- [DATA SHOWN]

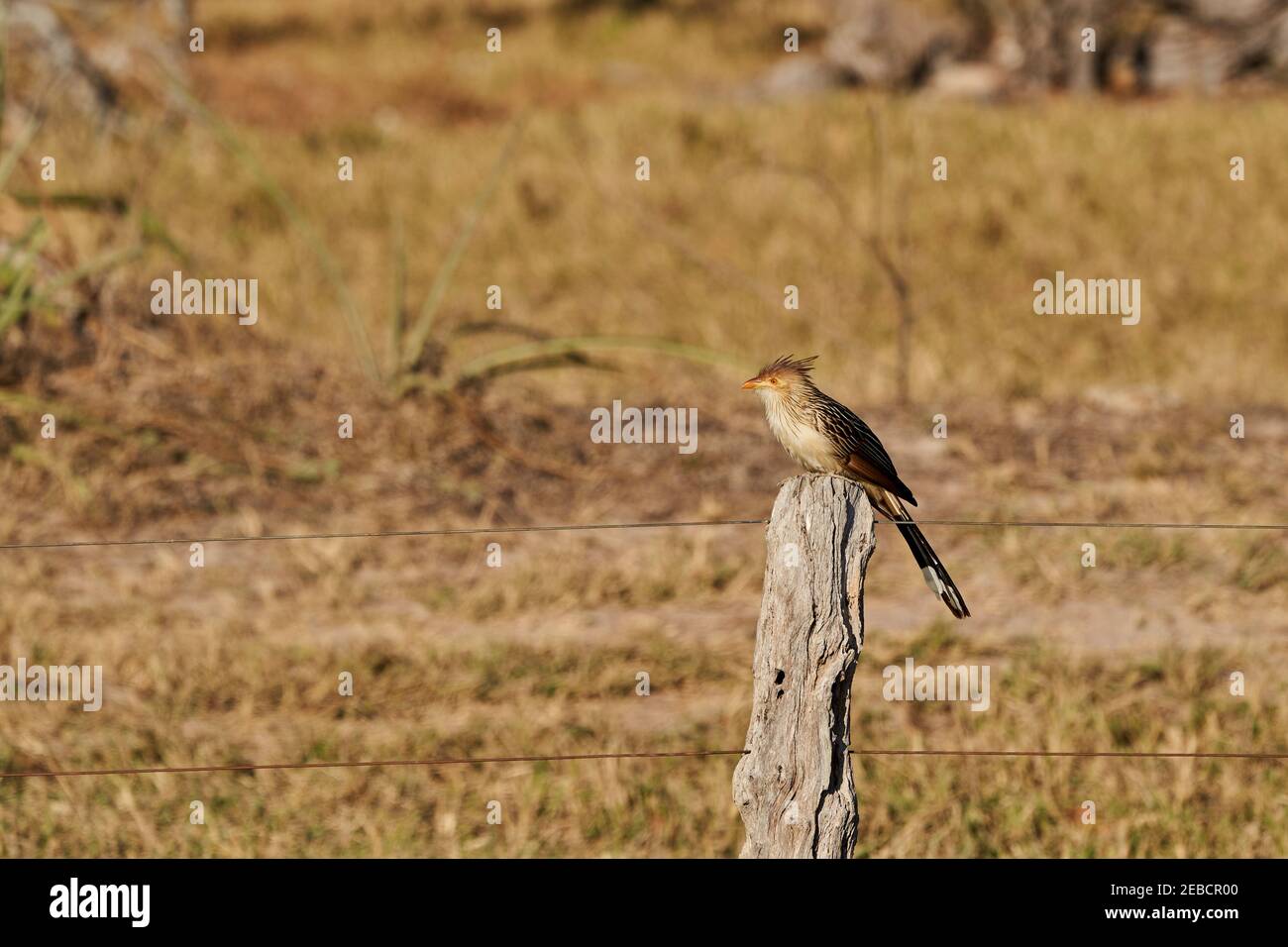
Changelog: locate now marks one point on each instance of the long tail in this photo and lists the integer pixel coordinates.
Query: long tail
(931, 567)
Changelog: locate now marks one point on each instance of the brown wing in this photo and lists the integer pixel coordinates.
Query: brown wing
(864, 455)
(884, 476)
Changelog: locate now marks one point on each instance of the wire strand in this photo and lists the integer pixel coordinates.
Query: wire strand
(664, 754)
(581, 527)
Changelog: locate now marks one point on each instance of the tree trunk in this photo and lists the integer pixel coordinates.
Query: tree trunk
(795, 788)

* * *

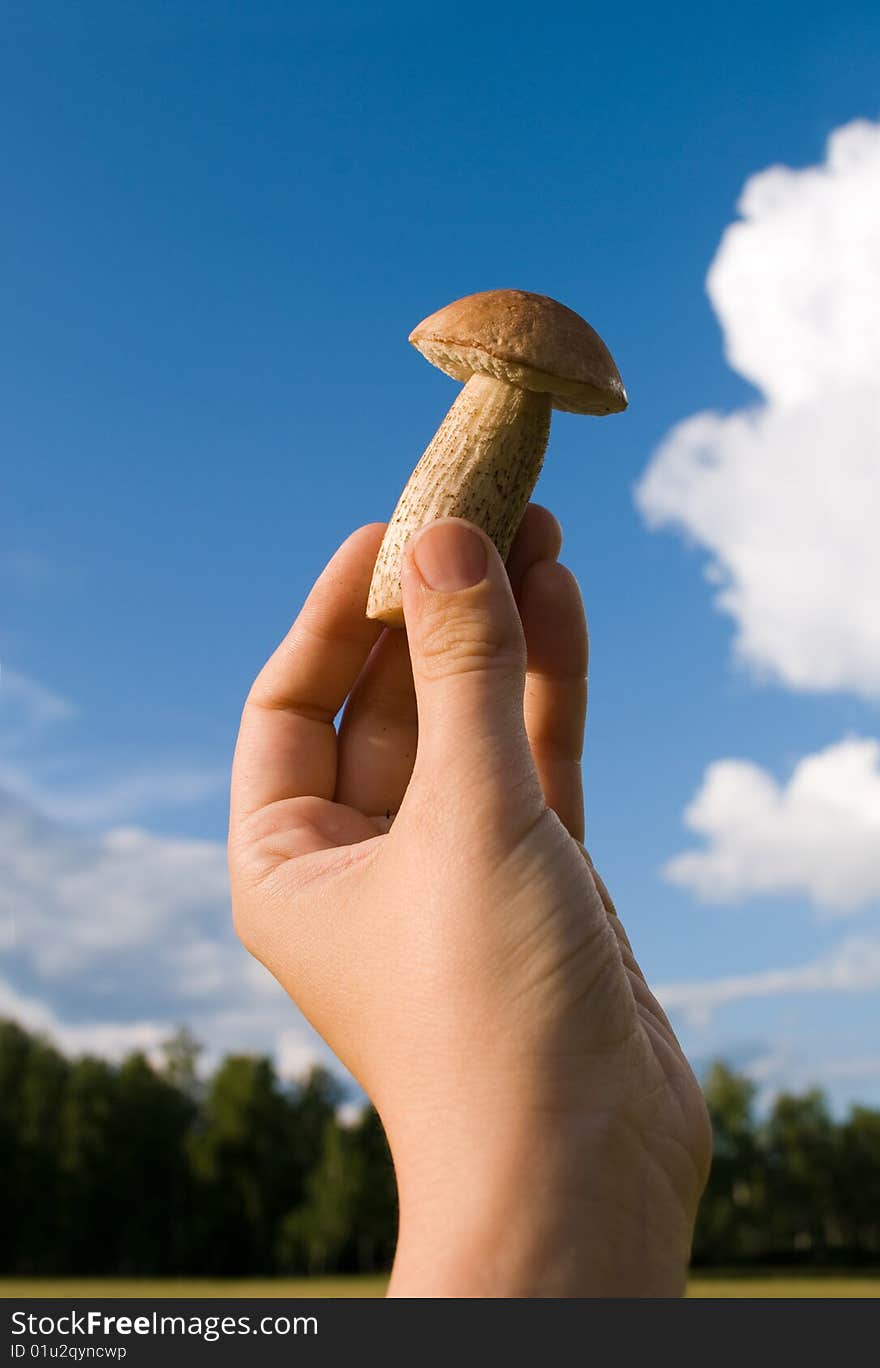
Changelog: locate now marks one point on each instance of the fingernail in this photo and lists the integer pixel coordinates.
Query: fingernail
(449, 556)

- [TO DO] Can you pull out every line of the items above that contains the string "point"? Treat uppercase and lowercase as different.

- [EXERCISE RESPONSE]
Changelog: locate now marks one point on each instance of the long tail in this photo and lists the integer pixel coordinates.
Changelog: locate now marks one point on each instance of the brown wing in this photo and lists the integer pixel coordinates.
Changelog: locate now marks one point on each instance of the wire strand in this photo and lists the integer pixel coordinates.
Changelog: locate now marks one point on each instance of the tree trunk in this photo and lists the integer pixel coordinates.
Changelog: locate now marks one point on each instance of the fingernail in this photo and lists the integer pixel coordinates.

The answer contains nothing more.